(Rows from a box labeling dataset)

===============

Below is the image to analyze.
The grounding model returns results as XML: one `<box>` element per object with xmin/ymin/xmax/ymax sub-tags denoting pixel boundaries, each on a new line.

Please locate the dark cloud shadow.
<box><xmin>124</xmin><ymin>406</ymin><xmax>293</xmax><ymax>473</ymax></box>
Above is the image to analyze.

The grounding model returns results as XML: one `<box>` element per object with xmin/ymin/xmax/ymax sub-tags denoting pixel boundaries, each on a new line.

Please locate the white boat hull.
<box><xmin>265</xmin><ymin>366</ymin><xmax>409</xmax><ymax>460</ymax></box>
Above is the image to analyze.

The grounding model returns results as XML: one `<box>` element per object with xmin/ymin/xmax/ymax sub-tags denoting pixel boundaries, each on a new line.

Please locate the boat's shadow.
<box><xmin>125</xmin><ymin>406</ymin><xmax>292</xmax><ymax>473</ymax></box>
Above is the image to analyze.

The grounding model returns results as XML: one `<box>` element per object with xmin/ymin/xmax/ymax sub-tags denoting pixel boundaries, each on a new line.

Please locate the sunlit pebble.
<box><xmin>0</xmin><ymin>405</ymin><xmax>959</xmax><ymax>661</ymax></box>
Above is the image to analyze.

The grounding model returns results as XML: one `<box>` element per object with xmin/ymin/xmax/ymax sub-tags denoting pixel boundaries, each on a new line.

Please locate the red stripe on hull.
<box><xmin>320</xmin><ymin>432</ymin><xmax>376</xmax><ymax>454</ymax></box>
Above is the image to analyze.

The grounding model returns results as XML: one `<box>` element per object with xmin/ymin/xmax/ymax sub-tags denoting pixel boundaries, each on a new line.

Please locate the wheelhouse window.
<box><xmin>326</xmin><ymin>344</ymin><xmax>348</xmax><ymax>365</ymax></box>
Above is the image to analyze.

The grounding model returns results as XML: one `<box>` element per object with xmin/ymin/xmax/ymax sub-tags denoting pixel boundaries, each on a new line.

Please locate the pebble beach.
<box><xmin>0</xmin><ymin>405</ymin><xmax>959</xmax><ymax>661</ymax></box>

===============

## Exercise requirements
Count the lines in the entries above that contain the word "pebble", and give only the number.

## Reply to the exercise
2